Exercise goal: Find every line in the rows below that contains the word "windshield" and copy each of those lines. Case counts.

═══ Supplied entries ═══

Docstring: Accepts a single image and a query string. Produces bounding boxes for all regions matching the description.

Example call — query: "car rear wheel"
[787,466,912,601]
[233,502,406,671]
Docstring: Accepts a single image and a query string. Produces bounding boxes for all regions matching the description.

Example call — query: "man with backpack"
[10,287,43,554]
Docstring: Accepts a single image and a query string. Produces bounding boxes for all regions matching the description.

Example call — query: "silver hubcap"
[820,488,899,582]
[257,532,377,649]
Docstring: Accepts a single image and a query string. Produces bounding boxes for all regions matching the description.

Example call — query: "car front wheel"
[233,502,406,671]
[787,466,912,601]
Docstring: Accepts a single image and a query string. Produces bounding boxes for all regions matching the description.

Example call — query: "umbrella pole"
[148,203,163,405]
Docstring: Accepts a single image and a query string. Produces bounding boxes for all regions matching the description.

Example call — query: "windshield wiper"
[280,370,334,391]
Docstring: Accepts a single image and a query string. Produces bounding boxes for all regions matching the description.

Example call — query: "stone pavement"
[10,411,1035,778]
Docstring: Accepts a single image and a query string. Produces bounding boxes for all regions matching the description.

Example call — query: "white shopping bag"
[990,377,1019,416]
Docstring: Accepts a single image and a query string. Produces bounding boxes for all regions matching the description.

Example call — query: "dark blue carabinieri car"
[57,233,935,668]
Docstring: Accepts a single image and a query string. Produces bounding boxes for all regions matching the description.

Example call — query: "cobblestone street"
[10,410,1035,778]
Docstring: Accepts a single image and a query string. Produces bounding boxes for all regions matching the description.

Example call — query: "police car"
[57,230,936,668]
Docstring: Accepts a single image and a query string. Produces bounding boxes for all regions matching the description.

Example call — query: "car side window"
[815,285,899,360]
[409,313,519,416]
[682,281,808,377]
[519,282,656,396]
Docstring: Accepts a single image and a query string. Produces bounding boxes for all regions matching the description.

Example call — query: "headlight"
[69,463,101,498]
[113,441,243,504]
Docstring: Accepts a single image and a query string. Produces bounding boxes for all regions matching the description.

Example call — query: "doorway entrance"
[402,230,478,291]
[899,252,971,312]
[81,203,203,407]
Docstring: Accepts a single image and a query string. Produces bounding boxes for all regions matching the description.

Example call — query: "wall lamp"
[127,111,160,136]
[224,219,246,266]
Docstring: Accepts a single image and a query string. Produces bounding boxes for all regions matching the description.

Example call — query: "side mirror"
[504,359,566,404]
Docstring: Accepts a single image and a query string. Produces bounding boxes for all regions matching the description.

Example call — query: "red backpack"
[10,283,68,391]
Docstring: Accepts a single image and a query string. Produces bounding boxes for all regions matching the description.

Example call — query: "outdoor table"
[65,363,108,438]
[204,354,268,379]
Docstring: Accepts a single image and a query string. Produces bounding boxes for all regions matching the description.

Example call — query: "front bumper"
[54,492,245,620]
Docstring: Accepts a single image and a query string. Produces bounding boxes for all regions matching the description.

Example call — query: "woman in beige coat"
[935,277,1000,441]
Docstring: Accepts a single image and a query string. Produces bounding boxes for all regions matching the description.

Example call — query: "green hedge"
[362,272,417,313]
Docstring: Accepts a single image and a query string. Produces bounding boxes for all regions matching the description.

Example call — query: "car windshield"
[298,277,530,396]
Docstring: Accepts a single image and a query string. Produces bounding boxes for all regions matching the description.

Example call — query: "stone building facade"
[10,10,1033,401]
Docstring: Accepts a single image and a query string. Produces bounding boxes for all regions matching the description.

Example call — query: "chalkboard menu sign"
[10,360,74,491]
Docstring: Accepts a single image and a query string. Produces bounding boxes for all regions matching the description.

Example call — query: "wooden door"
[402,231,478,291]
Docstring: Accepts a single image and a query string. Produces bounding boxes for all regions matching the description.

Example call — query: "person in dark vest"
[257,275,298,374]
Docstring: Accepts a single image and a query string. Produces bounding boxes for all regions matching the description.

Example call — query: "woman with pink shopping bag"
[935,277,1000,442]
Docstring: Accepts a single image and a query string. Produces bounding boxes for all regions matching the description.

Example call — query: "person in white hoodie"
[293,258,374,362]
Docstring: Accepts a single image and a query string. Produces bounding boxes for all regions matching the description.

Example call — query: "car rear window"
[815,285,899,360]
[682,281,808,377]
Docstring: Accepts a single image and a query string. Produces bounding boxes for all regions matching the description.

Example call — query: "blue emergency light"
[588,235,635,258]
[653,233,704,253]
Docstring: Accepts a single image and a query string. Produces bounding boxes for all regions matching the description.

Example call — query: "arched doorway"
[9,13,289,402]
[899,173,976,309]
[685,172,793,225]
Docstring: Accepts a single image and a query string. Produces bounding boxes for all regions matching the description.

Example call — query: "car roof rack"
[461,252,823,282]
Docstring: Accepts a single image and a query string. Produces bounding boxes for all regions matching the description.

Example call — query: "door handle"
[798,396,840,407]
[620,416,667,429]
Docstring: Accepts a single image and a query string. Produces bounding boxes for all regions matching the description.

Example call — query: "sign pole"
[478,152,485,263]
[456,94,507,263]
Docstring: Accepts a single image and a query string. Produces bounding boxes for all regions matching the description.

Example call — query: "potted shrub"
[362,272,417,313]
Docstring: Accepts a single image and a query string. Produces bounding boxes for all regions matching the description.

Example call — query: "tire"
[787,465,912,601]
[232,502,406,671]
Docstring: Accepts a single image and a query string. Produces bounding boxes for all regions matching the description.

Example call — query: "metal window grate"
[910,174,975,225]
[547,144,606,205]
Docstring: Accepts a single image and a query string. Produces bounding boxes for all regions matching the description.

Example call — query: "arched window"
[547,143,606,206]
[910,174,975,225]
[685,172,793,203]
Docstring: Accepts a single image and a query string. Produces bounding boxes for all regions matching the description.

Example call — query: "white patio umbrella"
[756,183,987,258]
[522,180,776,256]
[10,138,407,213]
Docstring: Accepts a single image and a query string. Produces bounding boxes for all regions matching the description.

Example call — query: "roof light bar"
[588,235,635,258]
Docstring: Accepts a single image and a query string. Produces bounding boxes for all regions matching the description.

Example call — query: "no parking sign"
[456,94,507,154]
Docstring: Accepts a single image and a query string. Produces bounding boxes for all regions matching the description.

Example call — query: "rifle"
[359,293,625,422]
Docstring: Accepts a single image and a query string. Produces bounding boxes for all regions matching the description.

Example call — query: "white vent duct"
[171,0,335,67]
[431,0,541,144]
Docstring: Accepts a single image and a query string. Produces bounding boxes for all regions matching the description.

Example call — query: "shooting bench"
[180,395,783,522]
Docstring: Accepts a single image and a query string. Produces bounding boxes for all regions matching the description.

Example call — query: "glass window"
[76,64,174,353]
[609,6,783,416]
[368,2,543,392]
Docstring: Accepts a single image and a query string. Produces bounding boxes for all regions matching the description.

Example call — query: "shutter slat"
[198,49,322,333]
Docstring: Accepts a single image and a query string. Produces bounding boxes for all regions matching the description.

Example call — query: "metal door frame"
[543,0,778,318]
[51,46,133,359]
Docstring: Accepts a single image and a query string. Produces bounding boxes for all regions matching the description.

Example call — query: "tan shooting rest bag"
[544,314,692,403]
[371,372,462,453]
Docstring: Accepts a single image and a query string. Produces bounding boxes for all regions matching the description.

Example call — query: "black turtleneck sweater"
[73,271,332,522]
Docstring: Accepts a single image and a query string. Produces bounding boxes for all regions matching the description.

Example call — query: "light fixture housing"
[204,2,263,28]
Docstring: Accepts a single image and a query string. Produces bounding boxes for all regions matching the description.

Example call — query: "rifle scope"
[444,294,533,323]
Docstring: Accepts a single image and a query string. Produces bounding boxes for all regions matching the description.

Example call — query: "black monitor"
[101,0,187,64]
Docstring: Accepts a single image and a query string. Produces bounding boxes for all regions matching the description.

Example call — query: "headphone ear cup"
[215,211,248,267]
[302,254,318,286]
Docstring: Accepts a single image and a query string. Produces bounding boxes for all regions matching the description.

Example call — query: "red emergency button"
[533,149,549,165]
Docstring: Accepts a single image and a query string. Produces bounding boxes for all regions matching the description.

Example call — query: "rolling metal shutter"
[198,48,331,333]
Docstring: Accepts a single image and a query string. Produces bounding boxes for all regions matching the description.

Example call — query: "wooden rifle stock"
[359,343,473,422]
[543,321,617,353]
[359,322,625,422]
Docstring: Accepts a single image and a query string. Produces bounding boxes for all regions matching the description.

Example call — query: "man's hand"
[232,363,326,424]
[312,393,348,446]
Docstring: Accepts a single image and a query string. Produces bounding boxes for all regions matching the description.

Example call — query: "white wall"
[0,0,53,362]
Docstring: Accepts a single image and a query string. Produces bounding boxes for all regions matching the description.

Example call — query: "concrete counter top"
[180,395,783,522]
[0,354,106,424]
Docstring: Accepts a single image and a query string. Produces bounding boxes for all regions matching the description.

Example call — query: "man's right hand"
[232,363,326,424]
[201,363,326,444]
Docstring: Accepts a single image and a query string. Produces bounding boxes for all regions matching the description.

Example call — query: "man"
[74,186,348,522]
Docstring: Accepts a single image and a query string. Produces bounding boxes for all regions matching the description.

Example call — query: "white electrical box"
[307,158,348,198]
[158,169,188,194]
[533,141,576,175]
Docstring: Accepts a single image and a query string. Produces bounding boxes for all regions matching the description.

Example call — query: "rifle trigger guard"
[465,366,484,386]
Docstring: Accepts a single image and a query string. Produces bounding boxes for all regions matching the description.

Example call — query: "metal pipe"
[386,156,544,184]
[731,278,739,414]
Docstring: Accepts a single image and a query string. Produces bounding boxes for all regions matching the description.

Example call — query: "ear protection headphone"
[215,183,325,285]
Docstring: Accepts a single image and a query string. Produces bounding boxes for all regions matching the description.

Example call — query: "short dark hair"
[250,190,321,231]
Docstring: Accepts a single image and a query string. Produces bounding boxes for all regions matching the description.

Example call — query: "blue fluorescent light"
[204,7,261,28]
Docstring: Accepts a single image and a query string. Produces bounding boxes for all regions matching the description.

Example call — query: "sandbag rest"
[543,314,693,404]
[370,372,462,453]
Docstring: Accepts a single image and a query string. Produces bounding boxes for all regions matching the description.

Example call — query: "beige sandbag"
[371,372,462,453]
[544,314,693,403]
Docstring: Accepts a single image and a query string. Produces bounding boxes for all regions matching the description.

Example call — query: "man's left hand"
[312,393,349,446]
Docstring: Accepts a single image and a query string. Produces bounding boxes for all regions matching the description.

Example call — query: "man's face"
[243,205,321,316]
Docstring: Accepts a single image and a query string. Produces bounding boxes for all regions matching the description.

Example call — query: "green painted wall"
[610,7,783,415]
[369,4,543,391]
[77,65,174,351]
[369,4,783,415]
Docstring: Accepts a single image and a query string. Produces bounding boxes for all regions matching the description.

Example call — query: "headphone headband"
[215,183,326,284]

═══

Correct answer:
Example call — query: "windshield wiper"
Example call — query: "car windshield"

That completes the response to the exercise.